(Voci del dataset)
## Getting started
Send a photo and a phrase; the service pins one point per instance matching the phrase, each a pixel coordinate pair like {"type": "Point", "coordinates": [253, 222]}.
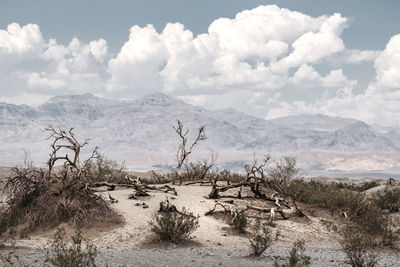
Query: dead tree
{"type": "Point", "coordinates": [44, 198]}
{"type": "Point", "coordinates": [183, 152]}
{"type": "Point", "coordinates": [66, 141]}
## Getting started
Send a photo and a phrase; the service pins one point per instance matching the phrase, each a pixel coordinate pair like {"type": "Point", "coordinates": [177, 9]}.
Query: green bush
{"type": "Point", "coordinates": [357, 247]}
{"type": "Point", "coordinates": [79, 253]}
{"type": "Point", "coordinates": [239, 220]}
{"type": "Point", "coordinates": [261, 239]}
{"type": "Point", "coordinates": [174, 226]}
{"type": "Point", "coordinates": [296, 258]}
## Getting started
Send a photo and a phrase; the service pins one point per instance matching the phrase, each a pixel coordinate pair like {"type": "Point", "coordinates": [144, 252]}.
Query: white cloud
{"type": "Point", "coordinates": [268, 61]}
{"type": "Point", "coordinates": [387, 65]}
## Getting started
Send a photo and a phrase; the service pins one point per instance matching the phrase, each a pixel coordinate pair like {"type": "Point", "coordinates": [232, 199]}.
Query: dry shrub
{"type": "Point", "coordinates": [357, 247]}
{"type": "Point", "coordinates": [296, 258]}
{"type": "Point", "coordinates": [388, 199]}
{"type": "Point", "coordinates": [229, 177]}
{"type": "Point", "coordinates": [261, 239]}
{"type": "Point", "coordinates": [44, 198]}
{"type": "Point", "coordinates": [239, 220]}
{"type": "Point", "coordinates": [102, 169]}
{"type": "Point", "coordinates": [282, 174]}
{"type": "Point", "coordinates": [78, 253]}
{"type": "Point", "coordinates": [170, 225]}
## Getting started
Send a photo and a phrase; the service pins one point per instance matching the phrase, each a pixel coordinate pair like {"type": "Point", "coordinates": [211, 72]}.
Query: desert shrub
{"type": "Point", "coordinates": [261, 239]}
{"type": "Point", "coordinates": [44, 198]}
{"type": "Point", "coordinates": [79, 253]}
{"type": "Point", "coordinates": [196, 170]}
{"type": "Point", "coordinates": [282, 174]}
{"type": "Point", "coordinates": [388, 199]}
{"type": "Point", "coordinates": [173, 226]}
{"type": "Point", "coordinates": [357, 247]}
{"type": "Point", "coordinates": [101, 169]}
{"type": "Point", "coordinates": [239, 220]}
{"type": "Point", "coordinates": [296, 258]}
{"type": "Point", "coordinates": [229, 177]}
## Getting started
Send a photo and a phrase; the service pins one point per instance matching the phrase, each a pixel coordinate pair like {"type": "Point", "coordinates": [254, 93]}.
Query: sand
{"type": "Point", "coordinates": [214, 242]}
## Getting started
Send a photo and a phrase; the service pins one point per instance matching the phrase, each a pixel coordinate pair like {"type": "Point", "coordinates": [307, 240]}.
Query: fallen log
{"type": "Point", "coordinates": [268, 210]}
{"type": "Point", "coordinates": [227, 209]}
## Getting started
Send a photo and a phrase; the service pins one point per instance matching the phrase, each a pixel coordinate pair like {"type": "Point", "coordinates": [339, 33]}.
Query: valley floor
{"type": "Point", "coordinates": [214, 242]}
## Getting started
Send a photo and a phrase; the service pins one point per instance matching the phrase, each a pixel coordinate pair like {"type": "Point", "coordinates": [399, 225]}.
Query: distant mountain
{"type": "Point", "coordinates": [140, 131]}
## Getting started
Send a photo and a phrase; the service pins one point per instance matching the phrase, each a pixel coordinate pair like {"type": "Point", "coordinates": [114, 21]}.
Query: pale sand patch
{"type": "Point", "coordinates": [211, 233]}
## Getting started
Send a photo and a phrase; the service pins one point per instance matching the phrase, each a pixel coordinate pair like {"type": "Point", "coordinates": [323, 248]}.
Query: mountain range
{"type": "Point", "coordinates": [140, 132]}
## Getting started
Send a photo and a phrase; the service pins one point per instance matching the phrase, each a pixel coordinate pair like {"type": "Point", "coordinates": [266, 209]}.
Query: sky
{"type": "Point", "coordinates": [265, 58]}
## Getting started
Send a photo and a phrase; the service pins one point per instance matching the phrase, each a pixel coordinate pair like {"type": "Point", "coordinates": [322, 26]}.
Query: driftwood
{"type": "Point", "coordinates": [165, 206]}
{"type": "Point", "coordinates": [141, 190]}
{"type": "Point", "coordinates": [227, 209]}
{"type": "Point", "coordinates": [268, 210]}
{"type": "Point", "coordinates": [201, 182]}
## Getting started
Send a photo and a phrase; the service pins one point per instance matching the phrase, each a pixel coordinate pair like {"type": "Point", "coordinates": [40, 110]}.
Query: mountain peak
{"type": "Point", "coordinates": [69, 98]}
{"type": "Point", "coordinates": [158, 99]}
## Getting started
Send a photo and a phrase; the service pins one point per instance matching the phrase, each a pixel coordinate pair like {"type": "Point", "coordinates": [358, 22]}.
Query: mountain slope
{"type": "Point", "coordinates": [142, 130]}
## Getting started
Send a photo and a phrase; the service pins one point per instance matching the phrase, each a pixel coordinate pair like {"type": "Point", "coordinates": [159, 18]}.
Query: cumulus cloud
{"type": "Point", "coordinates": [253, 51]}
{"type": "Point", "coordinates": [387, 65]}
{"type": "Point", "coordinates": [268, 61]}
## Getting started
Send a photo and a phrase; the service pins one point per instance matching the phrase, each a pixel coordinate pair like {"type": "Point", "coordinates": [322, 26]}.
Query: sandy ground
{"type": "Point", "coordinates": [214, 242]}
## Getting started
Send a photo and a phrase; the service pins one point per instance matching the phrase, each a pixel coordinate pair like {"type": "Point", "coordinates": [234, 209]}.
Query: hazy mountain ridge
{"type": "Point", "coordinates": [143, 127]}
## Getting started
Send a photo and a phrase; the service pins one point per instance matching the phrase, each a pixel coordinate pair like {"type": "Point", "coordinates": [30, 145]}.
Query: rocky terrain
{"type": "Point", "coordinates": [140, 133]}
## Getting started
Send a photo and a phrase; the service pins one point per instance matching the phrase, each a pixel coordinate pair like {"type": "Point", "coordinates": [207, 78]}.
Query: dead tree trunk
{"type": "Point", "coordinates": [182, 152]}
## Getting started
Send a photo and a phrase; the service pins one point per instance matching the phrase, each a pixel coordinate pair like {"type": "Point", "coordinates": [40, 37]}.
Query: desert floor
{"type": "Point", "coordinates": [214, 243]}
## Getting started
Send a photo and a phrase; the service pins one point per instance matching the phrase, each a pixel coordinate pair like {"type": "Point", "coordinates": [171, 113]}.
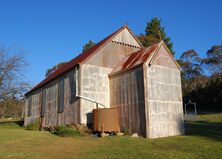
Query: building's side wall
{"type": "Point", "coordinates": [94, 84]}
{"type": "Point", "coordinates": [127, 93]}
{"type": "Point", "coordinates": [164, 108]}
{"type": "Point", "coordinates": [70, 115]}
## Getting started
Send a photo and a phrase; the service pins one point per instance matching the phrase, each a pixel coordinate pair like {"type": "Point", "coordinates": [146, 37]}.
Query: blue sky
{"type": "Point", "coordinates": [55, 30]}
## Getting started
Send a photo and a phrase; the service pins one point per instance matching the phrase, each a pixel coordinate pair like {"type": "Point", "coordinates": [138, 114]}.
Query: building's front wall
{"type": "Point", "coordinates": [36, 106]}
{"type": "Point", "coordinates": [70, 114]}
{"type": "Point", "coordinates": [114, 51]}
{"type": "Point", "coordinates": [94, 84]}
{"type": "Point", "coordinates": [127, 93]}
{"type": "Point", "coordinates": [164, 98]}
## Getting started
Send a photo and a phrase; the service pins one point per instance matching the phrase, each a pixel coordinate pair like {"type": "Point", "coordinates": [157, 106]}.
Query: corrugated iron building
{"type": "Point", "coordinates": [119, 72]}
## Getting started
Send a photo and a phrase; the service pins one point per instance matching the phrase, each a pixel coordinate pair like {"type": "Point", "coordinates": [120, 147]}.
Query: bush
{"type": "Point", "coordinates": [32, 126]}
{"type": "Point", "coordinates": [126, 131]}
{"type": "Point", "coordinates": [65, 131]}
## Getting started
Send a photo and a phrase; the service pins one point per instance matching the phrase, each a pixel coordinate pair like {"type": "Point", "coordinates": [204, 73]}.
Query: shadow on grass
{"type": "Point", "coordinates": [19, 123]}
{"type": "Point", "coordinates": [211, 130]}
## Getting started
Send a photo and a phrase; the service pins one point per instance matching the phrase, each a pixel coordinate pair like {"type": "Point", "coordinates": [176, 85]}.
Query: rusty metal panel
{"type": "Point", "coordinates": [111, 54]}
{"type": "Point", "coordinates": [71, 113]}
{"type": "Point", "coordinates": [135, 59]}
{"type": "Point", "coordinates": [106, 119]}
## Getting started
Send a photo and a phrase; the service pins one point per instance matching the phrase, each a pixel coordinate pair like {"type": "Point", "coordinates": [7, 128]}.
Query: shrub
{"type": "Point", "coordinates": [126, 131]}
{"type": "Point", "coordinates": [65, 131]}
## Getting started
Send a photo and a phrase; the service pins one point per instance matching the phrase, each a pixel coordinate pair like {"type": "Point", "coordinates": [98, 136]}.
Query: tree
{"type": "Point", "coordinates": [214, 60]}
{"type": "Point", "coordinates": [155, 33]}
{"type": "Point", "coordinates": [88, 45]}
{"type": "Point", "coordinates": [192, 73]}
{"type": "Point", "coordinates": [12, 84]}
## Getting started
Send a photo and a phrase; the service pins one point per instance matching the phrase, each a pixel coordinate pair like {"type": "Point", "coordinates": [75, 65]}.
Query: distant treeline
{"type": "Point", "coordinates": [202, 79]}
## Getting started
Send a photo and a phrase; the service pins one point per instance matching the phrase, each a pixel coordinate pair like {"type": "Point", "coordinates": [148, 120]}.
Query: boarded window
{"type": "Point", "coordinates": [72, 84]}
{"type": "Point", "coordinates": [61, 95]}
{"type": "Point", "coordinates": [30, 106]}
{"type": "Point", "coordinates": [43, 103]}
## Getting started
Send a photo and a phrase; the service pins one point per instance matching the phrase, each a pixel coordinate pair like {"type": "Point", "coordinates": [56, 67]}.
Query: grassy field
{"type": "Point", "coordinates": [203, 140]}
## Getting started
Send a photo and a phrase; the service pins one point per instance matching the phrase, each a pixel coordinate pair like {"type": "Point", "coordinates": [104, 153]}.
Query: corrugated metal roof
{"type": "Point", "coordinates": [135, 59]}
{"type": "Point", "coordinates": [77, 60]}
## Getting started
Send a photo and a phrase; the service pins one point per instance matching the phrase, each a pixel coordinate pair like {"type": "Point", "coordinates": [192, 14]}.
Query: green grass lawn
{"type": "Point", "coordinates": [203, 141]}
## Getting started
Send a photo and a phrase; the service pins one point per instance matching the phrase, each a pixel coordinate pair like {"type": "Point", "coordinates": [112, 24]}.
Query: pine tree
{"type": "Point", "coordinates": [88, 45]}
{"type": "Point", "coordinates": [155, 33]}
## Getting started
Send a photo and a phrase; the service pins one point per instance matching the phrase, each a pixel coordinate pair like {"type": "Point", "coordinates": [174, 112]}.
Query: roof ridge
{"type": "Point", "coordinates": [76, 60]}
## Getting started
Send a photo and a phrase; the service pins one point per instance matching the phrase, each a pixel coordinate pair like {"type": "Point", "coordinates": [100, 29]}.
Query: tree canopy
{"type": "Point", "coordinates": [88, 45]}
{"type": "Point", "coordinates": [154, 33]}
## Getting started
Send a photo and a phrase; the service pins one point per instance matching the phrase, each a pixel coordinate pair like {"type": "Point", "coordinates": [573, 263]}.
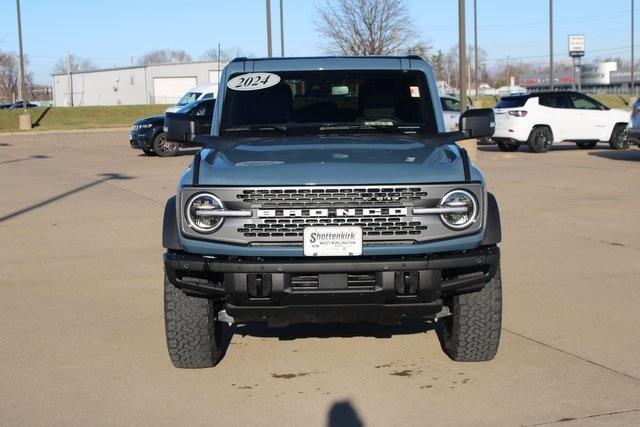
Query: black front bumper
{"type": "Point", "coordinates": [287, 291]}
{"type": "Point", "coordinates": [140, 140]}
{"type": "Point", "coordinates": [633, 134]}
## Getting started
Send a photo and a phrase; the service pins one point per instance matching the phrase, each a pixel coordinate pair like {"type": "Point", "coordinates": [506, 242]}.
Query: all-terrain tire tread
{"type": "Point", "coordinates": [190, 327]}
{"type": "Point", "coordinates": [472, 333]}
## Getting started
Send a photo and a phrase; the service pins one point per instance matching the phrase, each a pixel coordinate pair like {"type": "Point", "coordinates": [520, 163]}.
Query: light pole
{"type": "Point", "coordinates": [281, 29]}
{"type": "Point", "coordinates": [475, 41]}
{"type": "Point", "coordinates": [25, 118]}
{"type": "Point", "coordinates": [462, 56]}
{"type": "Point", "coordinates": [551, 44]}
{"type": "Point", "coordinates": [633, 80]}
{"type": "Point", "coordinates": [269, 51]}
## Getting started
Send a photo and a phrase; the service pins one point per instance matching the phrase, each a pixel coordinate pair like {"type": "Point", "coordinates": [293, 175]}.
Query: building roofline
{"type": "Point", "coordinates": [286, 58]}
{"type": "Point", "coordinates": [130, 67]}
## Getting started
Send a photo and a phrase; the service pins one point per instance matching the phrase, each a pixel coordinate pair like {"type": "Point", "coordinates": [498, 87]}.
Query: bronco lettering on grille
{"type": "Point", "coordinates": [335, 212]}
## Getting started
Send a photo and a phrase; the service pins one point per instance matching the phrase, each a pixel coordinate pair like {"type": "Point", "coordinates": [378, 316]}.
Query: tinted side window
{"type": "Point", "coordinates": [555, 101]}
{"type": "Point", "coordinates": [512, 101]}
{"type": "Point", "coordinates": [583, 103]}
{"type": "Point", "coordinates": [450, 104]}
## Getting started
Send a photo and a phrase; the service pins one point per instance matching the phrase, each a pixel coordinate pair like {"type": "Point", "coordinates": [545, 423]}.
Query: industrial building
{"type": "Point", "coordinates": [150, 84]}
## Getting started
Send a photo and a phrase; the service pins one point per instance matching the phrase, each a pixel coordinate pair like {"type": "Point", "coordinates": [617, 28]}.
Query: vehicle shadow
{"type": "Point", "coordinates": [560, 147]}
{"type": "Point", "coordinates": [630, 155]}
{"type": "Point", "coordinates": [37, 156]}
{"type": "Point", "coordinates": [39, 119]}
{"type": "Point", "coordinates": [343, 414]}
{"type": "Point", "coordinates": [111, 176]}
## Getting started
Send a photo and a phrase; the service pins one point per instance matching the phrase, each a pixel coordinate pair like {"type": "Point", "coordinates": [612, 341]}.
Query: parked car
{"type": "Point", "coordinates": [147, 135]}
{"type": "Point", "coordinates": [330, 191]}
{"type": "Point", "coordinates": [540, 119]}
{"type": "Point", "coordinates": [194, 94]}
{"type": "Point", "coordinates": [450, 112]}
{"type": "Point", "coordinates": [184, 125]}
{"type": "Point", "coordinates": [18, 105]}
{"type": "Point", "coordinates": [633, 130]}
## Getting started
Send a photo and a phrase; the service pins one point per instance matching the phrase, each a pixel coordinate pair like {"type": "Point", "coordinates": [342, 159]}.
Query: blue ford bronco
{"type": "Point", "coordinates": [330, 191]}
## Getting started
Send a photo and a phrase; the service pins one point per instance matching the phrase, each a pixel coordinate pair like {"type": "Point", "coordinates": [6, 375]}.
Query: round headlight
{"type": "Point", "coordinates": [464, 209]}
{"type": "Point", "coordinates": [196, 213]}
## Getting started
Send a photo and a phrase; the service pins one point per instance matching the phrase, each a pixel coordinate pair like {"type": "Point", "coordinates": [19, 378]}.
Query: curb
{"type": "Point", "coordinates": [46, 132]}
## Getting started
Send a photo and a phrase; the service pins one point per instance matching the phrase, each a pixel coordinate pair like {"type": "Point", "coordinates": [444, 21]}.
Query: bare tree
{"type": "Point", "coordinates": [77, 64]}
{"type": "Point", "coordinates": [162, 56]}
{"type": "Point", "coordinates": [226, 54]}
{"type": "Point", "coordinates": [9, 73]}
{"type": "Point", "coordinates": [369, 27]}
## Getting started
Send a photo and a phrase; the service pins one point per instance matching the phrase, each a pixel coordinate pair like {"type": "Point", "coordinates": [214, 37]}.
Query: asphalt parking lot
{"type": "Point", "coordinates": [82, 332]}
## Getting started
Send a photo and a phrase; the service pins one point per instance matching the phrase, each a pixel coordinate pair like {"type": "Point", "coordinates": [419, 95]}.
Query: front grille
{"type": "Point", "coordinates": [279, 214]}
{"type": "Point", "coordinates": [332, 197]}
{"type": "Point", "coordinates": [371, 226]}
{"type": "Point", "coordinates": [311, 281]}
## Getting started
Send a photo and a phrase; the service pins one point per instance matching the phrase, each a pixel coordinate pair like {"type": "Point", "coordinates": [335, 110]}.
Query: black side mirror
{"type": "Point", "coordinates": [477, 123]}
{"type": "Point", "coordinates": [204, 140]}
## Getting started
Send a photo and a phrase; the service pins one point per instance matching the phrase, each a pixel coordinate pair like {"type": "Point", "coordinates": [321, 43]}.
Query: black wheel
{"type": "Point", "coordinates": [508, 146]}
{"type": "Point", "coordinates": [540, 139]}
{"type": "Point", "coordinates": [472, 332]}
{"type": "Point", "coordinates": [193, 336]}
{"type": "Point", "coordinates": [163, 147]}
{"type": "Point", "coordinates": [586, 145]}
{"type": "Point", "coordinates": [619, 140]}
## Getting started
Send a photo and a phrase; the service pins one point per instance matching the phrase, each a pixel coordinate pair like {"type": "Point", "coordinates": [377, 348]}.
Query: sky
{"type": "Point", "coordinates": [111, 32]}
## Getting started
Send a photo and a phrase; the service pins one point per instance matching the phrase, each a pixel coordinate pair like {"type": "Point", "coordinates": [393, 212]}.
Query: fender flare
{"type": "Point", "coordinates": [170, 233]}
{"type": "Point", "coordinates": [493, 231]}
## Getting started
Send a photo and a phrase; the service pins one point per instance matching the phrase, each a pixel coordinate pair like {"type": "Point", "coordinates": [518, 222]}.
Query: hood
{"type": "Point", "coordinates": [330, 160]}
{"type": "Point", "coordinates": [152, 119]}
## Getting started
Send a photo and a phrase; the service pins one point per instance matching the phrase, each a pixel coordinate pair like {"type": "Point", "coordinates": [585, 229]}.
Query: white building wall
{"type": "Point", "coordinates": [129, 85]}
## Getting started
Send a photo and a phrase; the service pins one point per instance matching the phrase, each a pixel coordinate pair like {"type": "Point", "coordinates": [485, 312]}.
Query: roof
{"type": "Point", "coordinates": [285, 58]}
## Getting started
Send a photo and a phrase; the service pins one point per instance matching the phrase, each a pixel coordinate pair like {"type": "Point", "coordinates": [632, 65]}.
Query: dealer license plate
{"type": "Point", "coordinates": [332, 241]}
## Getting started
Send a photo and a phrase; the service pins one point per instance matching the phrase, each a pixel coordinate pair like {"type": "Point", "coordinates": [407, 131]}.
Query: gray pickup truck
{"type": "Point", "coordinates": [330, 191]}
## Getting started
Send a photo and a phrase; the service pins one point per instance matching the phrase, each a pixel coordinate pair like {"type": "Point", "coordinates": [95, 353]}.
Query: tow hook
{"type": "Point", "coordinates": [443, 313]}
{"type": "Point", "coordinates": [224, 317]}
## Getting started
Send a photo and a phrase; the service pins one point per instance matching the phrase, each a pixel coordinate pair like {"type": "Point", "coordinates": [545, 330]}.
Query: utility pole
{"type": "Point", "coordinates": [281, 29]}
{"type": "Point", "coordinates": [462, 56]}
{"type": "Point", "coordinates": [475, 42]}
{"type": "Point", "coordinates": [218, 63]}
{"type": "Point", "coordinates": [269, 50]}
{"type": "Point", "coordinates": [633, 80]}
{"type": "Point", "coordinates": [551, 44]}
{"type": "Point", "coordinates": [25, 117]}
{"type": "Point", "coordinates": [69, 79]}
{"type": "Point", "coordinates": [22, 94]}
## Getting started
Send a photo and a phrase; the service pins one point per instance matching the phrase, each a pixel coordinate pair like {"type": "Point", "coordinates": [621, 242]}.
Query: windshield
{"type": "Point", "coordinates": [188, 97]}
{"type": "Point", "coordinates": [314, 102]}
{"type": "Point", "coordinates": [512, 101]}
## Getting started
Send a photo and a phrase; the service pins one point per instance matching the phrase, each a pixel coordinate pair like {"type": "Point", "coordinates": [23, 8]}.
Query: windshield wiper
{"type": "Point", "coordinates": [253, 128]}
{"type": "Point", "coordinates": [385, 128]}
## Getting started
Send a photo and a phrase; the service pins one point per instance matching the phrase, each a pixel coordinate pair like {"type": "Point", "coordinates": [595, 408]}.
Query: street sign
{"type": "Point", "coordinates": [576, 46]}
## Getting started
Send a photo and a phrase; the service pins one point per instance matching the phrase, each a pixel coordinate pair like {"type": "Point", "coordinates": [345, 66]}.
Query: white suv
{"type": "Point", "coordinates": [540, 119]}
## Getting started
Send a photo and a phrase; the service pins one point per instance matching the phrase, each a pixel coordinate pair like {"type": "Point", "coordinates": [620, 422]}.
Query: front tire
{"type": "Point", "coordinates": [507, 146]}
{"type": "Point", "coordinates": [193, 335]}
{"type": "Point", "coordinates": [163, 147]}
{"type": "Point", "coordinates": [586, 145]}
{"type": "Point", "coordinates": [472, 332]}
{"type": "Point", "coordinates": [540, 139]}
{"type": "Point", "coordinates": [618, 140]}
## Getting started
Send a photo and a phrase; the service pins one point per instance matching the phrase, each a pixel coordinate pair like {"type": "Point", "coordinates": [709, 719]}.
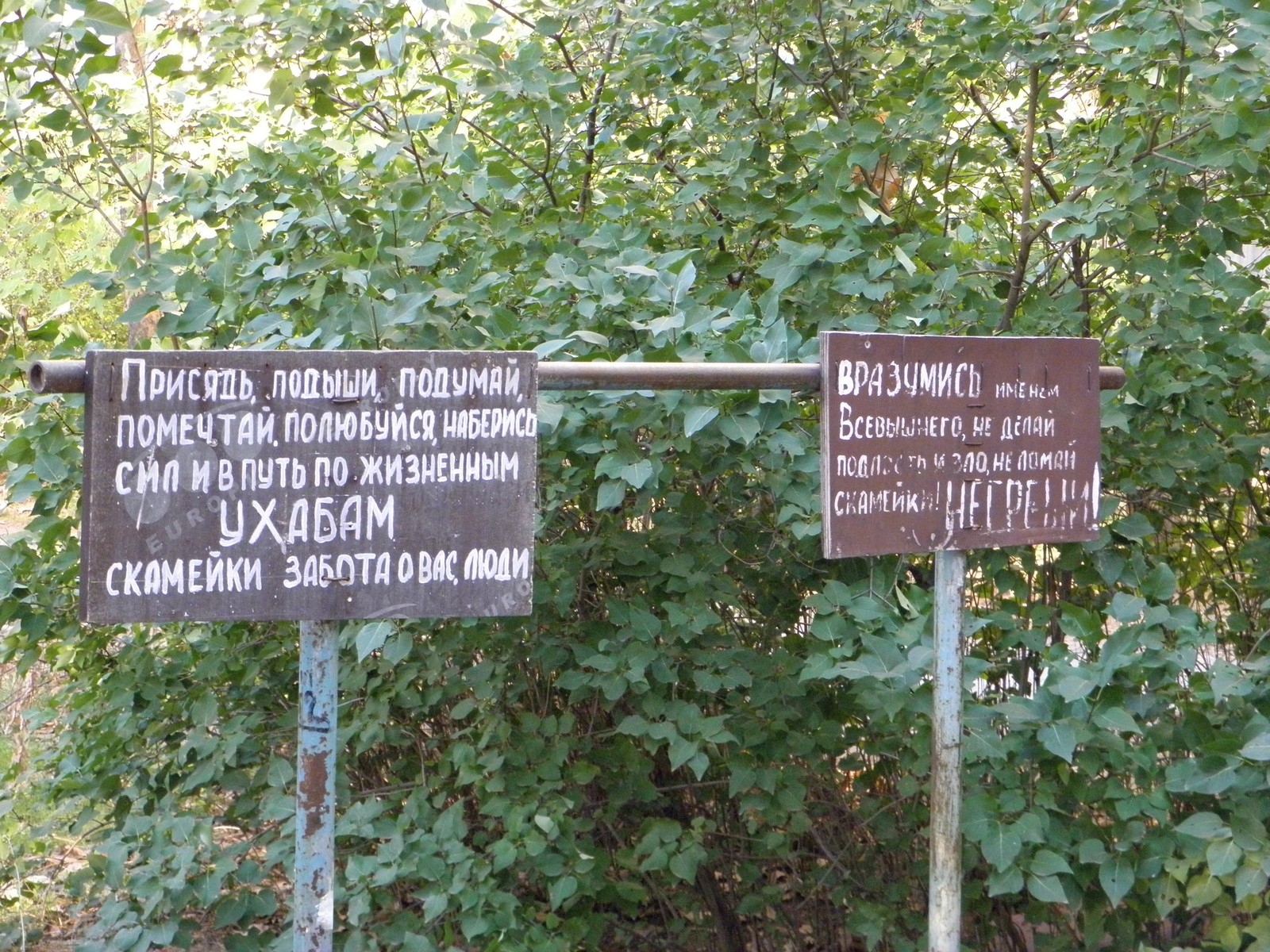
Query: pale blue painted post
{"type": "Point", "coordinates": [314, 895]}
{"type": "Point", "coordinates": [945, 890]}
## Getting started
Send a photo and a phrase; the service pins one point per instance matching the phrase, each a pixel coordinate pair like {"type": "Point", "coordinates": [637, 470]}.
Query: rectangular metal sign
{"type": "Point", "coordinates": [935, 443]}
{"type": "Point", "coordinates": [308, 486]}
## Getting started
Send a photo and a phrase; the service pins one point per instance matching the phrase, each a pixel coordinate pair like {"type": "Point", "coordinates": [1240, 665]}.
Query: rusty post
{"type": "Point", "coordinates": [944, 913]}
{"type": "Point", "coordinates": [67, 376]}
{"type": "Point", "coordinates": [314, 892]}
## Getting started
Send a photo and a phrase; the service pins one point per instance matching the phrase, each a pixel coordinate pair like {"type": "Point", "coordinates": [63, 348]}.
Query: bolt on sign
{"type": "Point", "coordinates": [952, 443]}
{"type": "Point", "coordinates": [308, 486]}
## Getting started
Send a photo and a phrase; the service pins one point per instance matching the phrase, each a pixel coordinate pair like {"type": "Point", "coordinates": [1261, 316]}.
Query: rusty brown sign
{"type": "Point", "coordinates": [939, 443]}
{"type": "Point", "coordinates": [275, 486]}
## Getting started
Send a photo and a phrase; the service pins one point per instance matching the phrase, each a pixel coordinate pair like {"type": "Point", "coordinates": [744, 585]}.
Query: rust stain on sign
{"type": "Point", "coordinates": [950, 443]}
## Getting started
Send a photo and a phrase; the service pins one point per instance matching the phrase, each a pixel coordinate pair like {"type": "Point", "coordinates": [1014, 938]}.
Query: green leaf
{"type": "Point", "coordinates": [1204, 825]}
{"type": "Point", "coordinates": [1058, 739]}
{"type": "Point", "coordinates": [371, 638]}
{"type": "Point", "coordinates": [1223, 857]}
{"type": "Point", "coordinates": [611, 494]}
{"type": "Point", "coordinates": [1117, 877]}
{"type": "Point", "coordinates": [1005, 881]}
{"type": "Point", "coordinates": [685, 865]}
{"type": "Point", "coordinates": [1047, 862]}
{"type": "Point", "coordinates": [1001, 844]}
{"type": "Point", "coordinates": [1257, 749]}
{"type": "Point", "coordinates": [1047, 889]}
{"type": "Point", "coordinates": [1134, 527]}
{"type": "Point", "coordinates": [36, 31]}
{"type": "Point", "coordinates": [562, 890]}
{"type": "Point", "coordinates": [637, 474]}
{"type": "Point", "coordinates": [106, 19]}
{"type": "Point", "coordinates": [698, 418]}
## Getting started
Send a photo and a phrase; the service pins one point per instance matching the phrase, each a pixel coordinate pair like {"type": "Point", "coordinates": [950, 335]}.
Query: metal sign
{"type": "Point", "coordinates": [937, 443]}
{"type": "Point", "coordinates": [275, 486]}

§ **CONSEGNA**
Mostra ogni riga qui sopra in cui compare la parola "shrub". Maiuscole e minuscole contano.

§ **SOLUZIONE**
Query: dry shrub
Query: desert shrub
Query: shrub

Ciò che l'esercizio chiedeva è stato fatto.